§ **What is expected**:
Below are records; transcribe only the line with "Wanted | a point on the winding" and those after it, through the last line, without any change.

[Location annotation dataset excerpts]
________
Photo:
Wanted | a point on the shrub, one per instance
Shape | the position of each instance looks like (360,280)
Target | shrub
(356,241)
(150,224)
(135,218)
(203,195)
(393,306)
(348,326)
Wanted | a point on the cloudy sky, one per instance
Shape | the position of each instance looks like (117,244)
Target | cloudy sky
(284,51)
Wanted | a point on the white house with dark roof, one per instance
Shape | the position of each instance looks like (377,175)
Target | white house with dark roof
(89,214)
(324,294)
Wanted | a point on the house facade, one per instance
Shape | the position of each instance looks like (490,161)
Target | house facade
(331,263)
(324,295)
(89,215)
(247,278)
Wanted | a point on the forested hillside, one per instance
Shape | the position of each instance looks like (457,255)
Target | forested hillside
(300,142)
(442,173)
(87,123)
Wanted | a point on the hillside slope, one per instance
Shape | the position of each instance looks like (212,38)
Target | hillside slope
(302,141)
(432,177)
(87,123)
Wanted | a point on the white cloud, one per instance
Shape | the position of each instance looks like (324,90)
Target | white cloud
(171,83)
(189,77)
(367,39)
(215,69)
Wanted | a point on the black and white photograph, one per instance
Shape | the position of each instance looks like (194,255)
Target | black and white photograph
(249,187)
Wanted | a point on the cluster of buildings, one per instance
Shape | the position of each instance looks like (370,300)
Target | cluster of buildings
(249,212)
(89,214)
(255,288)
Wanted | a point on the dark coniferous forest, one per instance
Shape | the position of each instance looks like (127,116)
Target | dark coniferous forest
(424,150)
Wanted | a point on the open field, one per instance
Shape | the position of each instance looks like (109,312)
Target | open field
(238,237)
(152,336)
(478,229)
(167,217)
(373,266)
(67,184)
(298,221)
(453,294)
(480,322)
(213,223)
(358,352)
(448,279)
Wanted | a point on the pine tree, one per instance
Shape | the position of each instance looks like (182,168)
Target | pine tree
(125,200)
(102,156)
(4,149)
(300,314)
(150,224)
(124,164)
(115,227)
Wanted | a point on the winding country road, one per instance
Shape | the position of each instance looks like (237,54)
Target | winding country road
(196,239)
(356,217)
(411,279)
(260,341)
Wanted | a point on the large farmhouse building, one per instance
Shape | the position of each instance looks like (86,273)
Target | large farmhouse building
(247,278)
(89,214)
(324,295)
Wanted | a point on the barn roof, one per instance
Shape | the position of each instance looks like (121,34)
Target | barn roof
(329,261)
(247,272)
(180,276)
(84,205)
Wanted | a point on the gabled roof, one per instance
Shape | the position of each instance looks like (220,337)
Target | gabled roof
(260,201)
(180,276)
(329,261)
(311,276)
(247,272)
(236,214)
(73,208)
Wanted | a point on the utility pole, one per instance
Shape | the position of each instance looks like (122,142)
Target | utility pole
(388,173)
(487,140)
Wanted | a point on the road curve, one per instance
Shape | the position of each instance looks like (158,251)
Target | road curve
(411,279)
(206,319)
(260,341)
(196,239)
________
§ **The completed task**:
Wanted | a point on the winding country road, one per instance
Shape | the position of each instance looks like (237,54)
Target | winding country road
(196,239)
(356,217)
(411,279)
(260,341)
Wanted | a point on the large farmhouse building, one per instance
Shape | the position of each instance looks like (86,273)
Target | large farmhouse building
(247,278)
(89,214)
(324,295)
Wanted | a point on the barn roof, one per instance
Shape | the position of each instance looks like (121,34)
Target | barn roof
(329,261)
(247,272)
(180,276)
(84,205)
Wanted | a point on the gabled roof, one per instance
Shape | the position of each instance looks like (220,337)
Target | gabled roof
(260,201)
(180,276)
(329,261)
(311,276)
(247,272)
(236,214)
(73,208)
Wanted | a point on the utility pole, one per instance
Shape | the position of each instance looks like (122,142)
Target | utility pole
(388,173)
(487,140)
Wanted | a point on the road curve, one per instance
Shape | the position of each instance looks like (158,251)
Target | road curve
(411,279)
(206,319)
(260,341)
(196,239)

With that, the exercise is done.